[Working data]:
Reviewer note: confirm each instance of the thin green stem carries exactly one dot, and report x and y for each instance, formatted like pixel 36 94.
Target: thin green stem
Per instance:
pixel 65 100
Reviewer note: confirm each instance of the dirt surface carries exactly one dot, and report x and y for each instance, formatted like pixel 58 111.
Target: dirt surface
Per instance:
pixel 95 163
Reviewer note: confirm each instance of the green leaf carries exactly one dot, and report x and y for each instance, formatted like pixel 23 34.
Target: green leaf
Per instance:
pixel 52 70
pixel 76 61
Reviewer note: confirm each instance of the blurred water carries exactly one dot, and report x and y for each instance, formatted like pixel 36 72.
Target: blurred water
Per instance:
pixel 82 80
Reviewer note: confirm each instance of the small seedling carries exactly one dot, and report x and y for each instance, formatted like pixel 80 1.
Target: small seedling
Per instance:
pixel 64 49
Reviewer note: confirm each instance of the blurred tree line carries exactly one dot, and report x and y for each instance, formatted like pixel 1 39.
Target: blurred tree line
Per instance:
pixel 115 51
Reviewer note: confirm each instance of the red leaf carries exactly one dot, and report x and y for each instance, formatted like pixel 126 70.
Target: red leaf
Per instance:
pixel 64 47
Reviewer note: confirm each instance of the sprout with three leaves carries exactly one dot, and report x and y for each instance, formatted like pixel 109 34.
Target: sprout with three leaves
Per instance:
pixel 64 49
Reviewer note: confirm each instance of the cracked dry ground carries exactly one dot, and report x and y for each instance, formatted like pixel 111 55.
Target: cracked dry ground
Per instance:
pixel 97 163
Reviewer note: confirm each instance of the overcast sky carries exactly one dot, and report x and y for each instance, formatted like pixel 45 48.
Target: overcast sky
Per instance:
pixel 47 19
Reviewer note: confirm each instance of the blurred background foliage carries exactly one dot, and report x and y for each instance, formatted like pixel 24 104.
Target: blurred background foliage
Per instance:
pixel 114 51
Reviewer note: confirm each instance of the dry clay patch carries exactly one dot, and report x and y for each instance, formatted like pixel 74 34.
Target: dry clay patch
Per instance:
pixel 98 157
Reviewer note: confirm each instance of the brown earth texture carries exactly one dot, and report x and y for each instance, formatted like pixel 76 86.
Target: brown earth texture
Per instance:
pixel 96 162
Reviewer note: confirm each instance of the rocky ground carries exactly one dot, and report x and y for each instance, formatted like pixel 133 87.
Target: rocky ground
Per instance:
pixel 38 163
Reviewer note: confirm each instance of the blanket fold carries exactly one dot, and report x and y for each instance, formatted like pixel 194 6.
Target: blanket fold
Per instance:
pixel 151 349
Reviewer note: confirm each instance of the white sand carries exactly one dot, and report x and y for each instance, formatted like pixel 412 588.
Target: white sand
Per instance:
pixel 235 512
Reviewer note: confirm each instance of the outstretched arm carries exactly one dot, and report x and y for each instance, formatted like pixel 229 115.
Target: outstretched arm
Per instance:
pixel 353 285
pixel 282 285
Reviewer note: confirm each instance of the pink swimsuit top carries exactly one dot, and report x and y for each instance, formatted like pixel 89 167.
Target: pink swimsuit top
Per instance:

[Work required]:
Check each line above for the string "rocky" and copy those that have it.

[Solution for this exercise]:
Reviewer note: confirm each instance of the rocky ground carries exactly one dot, and report x and y for each instance, formatted like pixel 133 87.
Target: rocky ground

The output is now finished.